PROBLEM REQUIREMENTS: Arrange the records from their start through the line containing "box: [1, 188, 563, 380]" as a Markdown table with the columns Row and Text, giving each line a number and omitting blank lines and pictures.

# # #

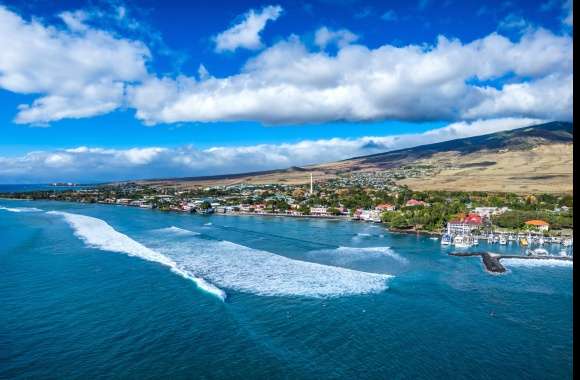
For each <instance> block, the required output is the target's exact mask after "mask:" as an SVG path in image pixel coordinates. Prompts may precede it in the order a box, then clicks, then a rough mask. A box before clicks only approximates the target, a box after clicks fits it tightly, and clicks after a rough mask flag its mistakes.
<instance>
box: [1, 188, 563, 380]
mask: <svg viewBox="0 0 580 380" xmlns="http://www.w3.org/2000/svg"><path fill="white" fill-rule="evenodd" d="M0 242H1V246H0V277H1V279H2V286H0V304H1V305H2V307H1V308H0V378H2V379H24V378H27V379H28V378H42V379H52V378H53V379H73V378H74V379H80V378H135V379H155V378H171V379H185V378H195V379H227V378H244V379H279V378H287V379H354V378H356V379H385V378H386V379H418V378H421V379H448V378H469V379H493V378H509V379H522V378H536V379H565V378H571V377H572V327H573V325H572V296H573V291H572V264H571V262H569V263H562V262H556V261H544V262H540V261H533V262H531V261H523V260H522V261H519V262H518V261H513V260H512V261H508V262H506V263H505V264H506V267H507V268H508V271H507V272H506V273H505V274H501V275H490V274H488V273H487V272H485V270H484V269H483V266H482V264H481V259H480V258H477V257H472V258H467V257H466V258H460V257H450V256H448V253H449V252H452V251H453V248H452V247H442V246H441V245H440V244H439V241H437V240H433V239H430V238H429V237H425V236H418V235H406V234H393V233H389V232H388V231H387V230H386V229H385V228H384V227H383V226H381V225H375V224H367V223H358V222H347V221H335V220H320V219H316V220H314V219H297V218H279V217H253V216H223V215H222V216H220V215H213V216H196V215H186V214H177V213H163V212H159V211H155V210H145V209H138V208H128V207H122V206H108V205H86V204H77V203H61V202H50V201H34V202H33V201H11V200H0ZM470 249H471V250H485V249H487V250H490V251H493V252H499V253H513V254H520V253H521V249H520V248H519V247H518V246H516V245H508V246H498V245H494V246H492V247H490V246H487V244H486V243H480V246H479V247H476V248H470ZM550 249H551V250H552V251H553V253H554V254H559V251H560V250H561V248H559V247H558V248H555V247H554V248H550ZM567 254H569V255H571V254H572V252H571V250H569V251H568V252H567Z"/></svg>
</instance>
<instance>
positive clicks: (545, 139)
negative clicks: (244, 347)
mask: <svg viewBox="0 0 580 380" xmlns="http://www.w3.org/2000/svg"><path fill="white" fill-rule="evenodd" d="M572 149H573V145H572V124H571V123H562V122H553V123H547V124H543V125H539V126H533V127H526V128H520V129H515V130H511V131H505V132H498V133H494V134H490V135H483V136H476V137H471V138H466V139H459V140H452V141H446V142H443V143H437V144H431V145H424V146H419V147H415V148H409V149H404V150H400V151H393V152H387V153H382V154H376V155H372V156H365V157H357V158H353V159H349V160H344V161H339V162H332V163H326V164H319V165H311V166H306V167H302V168H290V169H285V170H273V171H268V172H260V173H247V174H239V175H231V176H221V177H215V178H182V179H172V180H149V181H143V182H145V183H148V184H152V185H160V186H174V187H178V188H191V187H197V186H214V185H233V184H239V183H248V184H268V183H282V184H306V183H308V182H309V181H310V173H313V175H314V177H315V179H316V181H324V180H327V179H331V178H335V177H336V176H337V175H338V174H348V173H355V172H361V171H377V170H388V169H390V168H395V167H399V166H401V165H420V164H430V165H434V166H436V167H438V168H442V170H441V171H440V172H438V173H437V174H435V175H433V176H432V177H429V178H426V177H423V178H410V179H406V180H402V181H401V182H400V183H401V184H406V185H408V186H409V187H410V188H411V189H417V190H465V191H471V190H484V191H502V192H503V191H509V192H516V193H529V192H548V193H562V192H571V191H572V169H573V162H572ZM449 167H451V169H449Z"/></svg>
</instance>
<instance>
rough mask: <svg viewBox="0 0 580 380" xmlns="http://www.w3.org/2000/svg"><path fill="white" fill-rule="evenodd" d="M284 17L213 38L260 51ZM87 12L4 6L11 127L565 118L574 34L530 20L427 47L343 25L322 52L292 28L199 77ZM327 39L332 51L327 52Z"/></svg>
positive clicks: (2, 35)
mask: <svg viewBox="0 0 580 380" xmlns="http://www.w3.org/2000/svg"><path fill="white" fill-rule="evenodd" d="M570 7H571V5H570ZM125 12H127V11H125ZM281 12H282V9H281V8H280V7H278V6H269V7H265V8H263V9H262V10H260V11H254V10H252V11H250V12H249V13H247V14H246V15H244V17H243V20H242V21H241V22H240V23H238V24H237V25H235V26H234V27H232V28H231V29H229V30H228V31H226V32H224V33H222V34H221V35H222V36H223V38H222V39H219V38H218V40H220V41H221V42H219V43H218V45H219V44H222V45H220V46H221V49H223V50H228V49H229V50H235V49H236V48H239V47H246V48H255V47H258V46H259V47H262V41H261V39H260V31H261V30H262V29H263V27H264V25H265V24H266V23H267V21H268V20H272V19H275V18H277V17H278V16H279V15H280V13H281ZM87 14H88V13H87V12H82V11H76V12H68V13H62V14H61V18H62V20H63V22H64V23H63V24H60V25H58V27H55V26H50V25H45V24H43V23H41V22H40V21H37V20H36V19H33V20H32V21H26V20H24V19H23V18H22V17H20V16H19V15H18V14H16V13H14V12H12V11H10V10H8V9H7V8H5V7H2V6H0V46H2V59H0V88H2V89H5V90H8V91H11V92H15V93H21V94H34V96H36V98H35V100H34V101H33V102H32V104H23V105H21V106H20V107H19V109H18V114H17V116H16V119H15V121H16V122H17V123H25V124H32V123H37V124H38V123H49V122H51V121H54V120H60V119H65V118H82V117H91V116H95V115H100V114H104V113H107V112H111V111H113V110H116V109H119V108H122V107H123V108H129V109H134V110H135V111H136V117H137V118H138V119H140V120H142V121H143V122H144V123H146V124H150V125H153V124H157V123H178V122H213V121H245V120H250V121H257V122H261V123H265V124H282V123H286V124H290V123H317V122H328V121H336V120H348V121H375V120H407V121H424V120H451V121H453V120H464V119H478V118H497V117H528V118H541V119H564V120H570V119H571V118H572V94H573V91H572V83H573V73H572V51H573V48H572V47H573V41H572V36H571V35H569V34H563V35H559V34H555V33H553V32H551V31H548V30H545V29H542V28H537V27H534V26H530V27H526V28H525V29H524V30H522V31H521V33H520V35H519V37H518V38H517V39H516V40H513V39H510V38H507V37H505V36H502V35H501V34H500V33H492V34H490V35H487V36H484V37H482V38H479V39H476V40H473V41H471V42H469V43H464V42H462V41H460V40H458V39H449V38H446V37H445V36H439V37H438V38H437V40H436V42H435V43H433V44H419V45H413V44H410V45H403V46H394V45H392V44H385V45H382V46H377V47H374V48H370V47H367V46H365V45H363V44H362V43H360V42H358V40H357V38H358V37H357V35H356V34H355V33H353V32H351V31H349V30H347V29H338V30H333V29H329V28H326V27H323V28H320V29H319V30H318V32H317V33H316V36H315V42H316V43H318V45H319V47H318V48H316V47H313V46H312V44H311V43H309V42H308V41H306V42H305V41H303V40H302V39H301V38H300V37H299V36H296V35H290V36H289V37H287V38H286V39H283V40H280V41H279V42H278V43H276V44H274V45H272V46H269V47H265V48H264V50H263V51H261V52H259V53H257V54H256V55H255V56H253V57H252V58H250V59H249V60H248V61H247V62H246V63H245V64H244V65H243V66H242V68H241V70H240V71H239V72H237V73H234V74H232V75H228V76H222V77H214V76H211V75H210V74H209V73H208V71H207V70H206V69H205V67H203V65H202V66H199V67H200V69H199V72H198V75H197V76H194V75H191V76H187V75H179V76H174V75H166V76H162V75H159V74H157V73H155V72H154V71H153V70H152V68H151V67H150V65H149V63H150V60H151V59H152V54H151V52H150V50H149V49H148V48H147V46H146V45H145V43H143V42H141V41H140V40H138V39H128V38H122V37H120V36H119V35H118V34H117V33H112V32H107V31H106V30H103V29H98V28H96V27H95V26H94V25H93V24H91V22H90V20H92V19H93V18H91V17H89V16H87ZM116 14H117V16H115V17H121V16H122V17H127V15H126V14H125V15H123V11H119V10H118V11H117V13H116ZM507 21H509V20H507ZM515 21H517V20H515ZM570 22H571V20H570ZM216 42H217V41H216ZM330 44H333V45H335V46H336V49H324V47H326V46H328V45H330ZM320 47H321V48H322V49H321V48H320ZM505 77H509V78H510V81H509V82H506V81H503V80H502V78H505ZM490 82H496V83H495V84H494V87H490V86H489V85H487V84H486V83H490Z"/></svg>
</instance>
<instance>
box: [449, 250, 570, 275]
mask: <svg viewBox="0 0 580 380" xmlns="http://www.w3.org/2000/svg"><path fill="white" fill-rule="evenodd" d="M449 256H459V257H473V256H481V260H482V262H483V266H484V267H485V270H486V271H488V272H489V273H504V272H505V271H506V269H505V267H504V266H503V265H502V264H501V259H518V260H559V261H573V258H572V257H567V256H566V257H563V256H537V255H536V256H521V255H500V254H497V253H492V252H452V253H450V254H449Z"/></svg>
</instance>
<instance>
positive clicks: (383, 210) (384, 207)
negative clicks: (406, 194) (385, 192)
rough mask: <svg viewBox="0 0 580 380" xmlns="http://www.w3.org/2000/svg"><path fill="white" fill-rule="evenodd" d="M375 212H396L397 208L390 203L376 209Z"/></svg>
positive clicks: (384, 203) (384, 204) (388, 203)
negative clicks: (395, 209)
mask: <svg viewBox="0 0 580 380" xmlns="http://www.w3.org/2000/svg"><path fill="white" fill-rule="evenodd" d="M375 210H377V211H379V212H382V211H395V206H394V205H392V204H390V203H383V204H380V205H378V206H377V207H375Z"/></svg>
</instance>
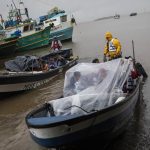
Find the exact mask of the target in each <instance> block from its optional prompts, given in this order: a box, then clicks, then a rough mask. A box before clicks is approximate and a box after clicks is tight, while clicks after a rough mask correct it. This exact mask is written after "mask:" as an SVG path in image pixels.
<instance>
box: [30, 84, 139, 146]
mask: <svg viewBox="0 0 150 150" xmlns="http://www.w3.org/2000/svg"><path fill="white" fill-rule="evenodd" d="M139 87H140V86H138V87H137V88H136V90H135V91H134V92H133V93H132V95H130V96H129V97H128V98H127V99H126V100H125V101H123V102H121V103H119V104H114V105H113V106H111V107H109V108H106V109H104V110H102V111H99V112H96V113H92V114H90V115H89V116H88V115H86V116H84V117H85V119H84V118H82V119H81V118H80V117H79V118H78V121H77V123H73V122H74V121H73V120H69V121H68V122H67V121H66V122H65V121H64V124H63V125H58V126H55V127H49V128H48V127H45V128H44V127H41V128H40V127H37V128H33V127H32V126H30V125H29V126H28V127H29V129H30V134H31V137H32V139H33V140H34V141H35V142H37V143H38V144H40V145H42V146H44V147H59V146H62V145H67V144H70V143H72V142H77V141H79V140H81V139H86V138H87V137H91V136H95V135H98V139H99V140H100V139H106V140H109V139H112V138H114V137H116V136H117V135H118V134H120V133H121V132H122V131H124V129H125V127H127V124H128V122H129V120H130V119H131V117H132V115H133V110H134V108H135V105H136V102H137V100H138V97H139V92H140V90H139ZM81 120H82V121H81ZM72 121H73V122H72Z"/></svg>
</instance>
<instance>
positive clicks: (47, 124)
mask: <svg viewBox="0 0 150 150" xmlns="http://www.w3.org/2000/svg"><path fill="white" fill-rule="evenodd" d="M140 84H141V79H139V80H138V83H137V86H136V88H135V89H134V91H133V92H132V93H131V94H130V95H129V96H128V97H126V98H125V99H124V100H123V101H120V102H118V103H116V104H113V105H111V106H108V107H105V108H104V109H101V110H99V111H95V112H91V113H89V114H86V115H82V116H81V115H79V116H76V115H74V117H70V119H69V117H68V119H65V120H61V121H60V122H53V123H49V124H45V125H44V124H43V125H33V124H30V123H29V122H28V119H30V118H31V117H32V116H33V113H37V112H40V111H41V110H42V109H44V104H43V105H42V106H41V107H40V108H36V109H35V110H33V111H31V112H30V113H28V114H27V116H26V117H25V120H26V124H27V126H28V128H36V129H42V128H51V127H56V126H59V125H64V124H66V125H72V124H75V123H78V122H81V121H84V120H87V119H91V118H93V116H94V117H97V116H99V115H101V114H104V113H106V112H109V111H111V110H114V109H116V108H118V107H120V106H123V105H124V104H125V103H128V102H129V101H130V100H132V98H133V97H134V96H135V94H136V93H137V92H138V89H139V92H140ZM45 118H46V117H45ZM64 118H65V117H64ZM70 122H71V123H70Z"/></svg>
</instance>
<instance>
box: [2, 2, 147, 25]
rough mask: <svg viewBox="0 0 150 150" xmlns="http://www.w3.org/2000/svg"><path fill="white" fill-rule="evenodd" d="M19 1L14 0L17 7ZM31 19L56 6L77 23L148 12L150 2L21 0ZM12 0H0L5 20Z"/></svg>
mask: <svg viewBox="0 0 150 150" xmlns="http://www.w3.org/2000/svg"><path fill="white" fill-rule="evenodd" d="M19 1H20V0H14V2H15V4H16V5H17V6H18V2H19ZM23 2H24V5H25V7H27V8H28V10H29V15H30V17H32V18H33V19H35V18H38V16H40V15H44V14H46V13H47V11H48V10H50V9H51V8H53V7H55V6H58V7H59V8H61V9H64V10H66V11H67V12H69V13H73V14H74V16H75V17H76V18H77V19H78V21H79V22H83V21H89V20H94V19H96V18H100V17H104V16H109V15H114V14H116V13H118V14H129V13H131V12H140V13H141V12H150V0H23ZM11 3H12V0H0V14H2V15H3V18H5V19H6V17H7V15H8V10H9V8H8V7H7V5H9V6H10V4H11Z"/></svg>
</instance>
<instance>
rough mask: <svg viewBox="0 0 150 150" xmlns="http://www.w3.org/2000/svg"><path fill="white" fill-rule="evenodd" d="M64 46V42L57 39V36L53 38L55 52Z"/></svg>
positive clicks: (51, 46) (53, 50)
mask: <svg viewBox="0 0 150 150" xmlns="http://www.w3.org/2000/svg"><path fill="white" fill-rule="evenodd" d="M61 48H62V43H61V42H60V40H58V39H57V37H56V36H55V37H54V38H53V41H52V44H51V49H52V50H53V51H54V52H57V51H59V50H60V49H61Z"/></svg>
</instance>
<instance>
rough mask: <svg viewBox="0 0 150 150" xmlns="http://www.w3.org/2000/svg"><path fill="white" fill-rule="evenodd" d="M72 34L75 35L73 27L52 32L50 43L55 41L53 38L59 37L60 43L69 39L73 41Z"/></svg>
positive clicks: (71, 26)
mask: <svg viewBox="0 0 150 150" xmlns="http://www.w3.org/2000/svg"><path fill="white" fill-rule="evenodd" d="M72 34H73V26H70V27H68V28H65V29H63V30H56V31H51V33H50V43H51V42H52V40H53V37H55V36H57V38H58V39H59V40H60V41H63V40H67V39H72Z"/></svg>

# # #

TASK RESPONSE:
| Row | Text |
|---|---|
| 1 | For each <instance> block, the required output is the target's exact mask after "mask:" as an SVG path in image pixel coordinates. Prompts may precede it in the order a box, then clicks, then a rough mask. A box before clicks only approximates the target, a box after clicks fits it tightly, and clicks after a rough mask flag its mistakes. |
| 2 | <instance> |
| 3 | box: [1, 188, 563, 380] |